> **Problem requirements**:
Write the entries below again, precisely as they appear.

[Records excerpted from a collection]
======
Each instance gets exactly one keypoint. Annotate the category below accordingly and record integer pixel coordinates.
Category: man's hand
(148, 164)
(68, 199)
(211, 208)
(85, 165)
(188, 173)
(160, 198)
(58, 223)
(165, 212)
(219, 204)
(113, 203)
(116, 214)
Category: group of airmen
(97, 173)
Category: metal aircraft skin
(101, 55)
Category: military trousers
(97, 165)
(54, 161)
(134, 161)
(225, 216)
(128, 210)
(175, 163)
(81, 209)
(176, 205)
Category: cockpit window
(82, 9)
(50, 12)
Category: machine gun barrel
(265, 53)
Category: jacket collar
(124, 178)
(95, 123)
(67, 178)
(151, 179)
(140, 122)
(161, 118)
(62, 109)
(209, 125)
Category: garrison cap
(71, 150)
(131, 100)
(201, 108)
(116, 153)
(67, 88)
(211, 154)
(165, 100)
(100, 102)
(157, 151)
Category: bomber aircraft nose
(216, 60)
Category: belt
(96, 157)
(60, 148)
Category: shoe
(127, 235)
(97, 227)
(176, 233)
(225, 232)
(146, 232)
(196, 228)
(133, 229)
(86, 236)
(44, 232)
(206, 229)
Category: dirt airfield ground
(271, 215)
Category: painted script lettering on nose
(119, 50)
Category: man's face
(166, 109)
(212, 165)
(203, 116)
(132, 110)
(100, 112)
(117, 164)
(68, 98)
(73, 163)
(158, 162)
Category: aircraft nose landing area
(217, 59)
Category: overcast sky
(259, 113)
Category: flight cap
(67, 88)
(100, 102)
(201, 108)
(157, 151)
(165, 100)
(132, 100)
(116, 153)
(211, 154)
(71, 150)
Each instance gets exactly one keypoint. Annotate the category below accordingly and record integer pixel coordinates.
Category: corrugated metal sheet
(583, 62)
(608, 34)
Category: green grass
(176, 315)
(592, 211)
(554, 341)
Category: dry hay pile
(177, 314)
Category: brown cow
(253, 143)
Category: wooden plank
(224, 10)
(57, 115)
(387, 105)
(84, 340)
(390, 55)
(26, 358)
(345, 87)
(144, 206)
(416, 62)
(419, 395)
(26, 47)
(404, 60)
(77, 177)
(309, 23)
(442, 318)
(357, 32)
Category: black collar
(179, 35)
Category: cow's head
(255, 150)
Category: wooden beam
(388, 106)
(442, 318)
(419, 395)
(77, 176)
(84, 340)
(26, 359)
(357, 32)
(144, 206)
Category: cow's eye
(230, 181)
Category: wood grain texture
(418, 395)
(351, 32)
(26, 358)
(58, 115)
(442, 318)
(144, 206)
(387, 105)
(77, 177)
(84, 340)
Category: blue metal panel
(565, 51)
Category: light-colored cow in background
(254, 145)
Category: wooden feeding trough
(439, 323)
======
> **Reply to the exercise**:
Each instance gets exactly one keypoint. Annotate the category below accordingly and record integer pixel coordinates.
Category: man's hand
(148, 164)
(68, 199)
(211, 208)
(85, 165)
(188, 173)
(160, 198)
(58, 223)
(165, 212)
(219, 204)
(113, 203)
(116, 214)
Category: group of airmen
(97, 173)
Category: metal aircraft skin
(101, 55)
Category: military trousers
(97, 165)
(54, 161)
(134, 161)
(225, 216)
(128, 210)
(175, 163)
(81, 209)
(176, 205)
Category: cockpit window
(82, 9)
(50, 12)
Category: machine gun barrel
(265, 53)
Category: jacket collar
(124, 178)
(95, 123)
(67, 178)
(151, 179)
(140, 122)
(161, 118)
(62, 109)
(209, 125)
Category: garrison cap
(71, 150)
(131, 100)
(201, 108)
(116, 153)
(67, 88)
(211, 154)
(165, 100)
(100, 102)
(157, 151)
Category: bomber aircraft nose
(216, 60)
Category: belt
(96, 157)
(60, 148)
Category: shoe
(127, 235)
(97, 227)
(176, 233)
(225, 232)
(146, 232)
(196, 228)
(133, 229)
(86, 236)
(44, 232)
(206, 229)
Category: dirt airfield ground
(271, 215)
Category: painted script lettering on nose
(119, 50)
Category: man's face
(166, 109)
(212, 165)
(203, 116)
(132, 110)
(100, 112)
(117, 164)
(68, 98)
(73, 163)
(158, 162)
Category: aircraft nose landing area
(217, 59)
Category: overcast sky
(259, 113)
Category: flight cap
(67, 88)
(100, 102)
(201, 108)
(157, 151)
(165, 100)
(132, 100)
(116, 153)
(211, 154)
(71, 150)
Each instance gets exactly one keypoint. Annotate the category below accordingly and record integer pixel coordinates.
Category: corrugated metal sheet
(583, 62)
(608, 34)
Category: green grass
(176, 315)
(592, 211)
(554, 341)
Category: dry hay pile
(177, 314)
Category: brown cow
(253, 143)
Category: wooden plank
(224, 10)
(57, 115)
(387, 105)
(84, 340)
(390, 55)
(26, 358)
(345, 87)
(144, 206)
(416, 62)
(419, 395)
(26, 47)
(404, 60)
(77, 177)
(309, 23)
(442, 318)
(357, 32)
Category: black collar
(179, 35)
Category: cow's head
(255, 150)
Category: wooden beam
(388, 106)
(442, 318)
(419, 395)
(77, 176)
(84, 340)
(26, 359)
(357, 32)
(144, 206)
Category: cow's eye
(230, 181)
Category: wood grain texture
(418, 395)
(351, 32)
(26, 358)
(58, 115)
(442, 318)
(144, 206)
(387, 105)
(77, 177)
(84, 340)
Category: blue metal panel
(565, 51)
Category: light-colored cow in background
(254, 145)
Category: wooden feeding trough
(439, 323)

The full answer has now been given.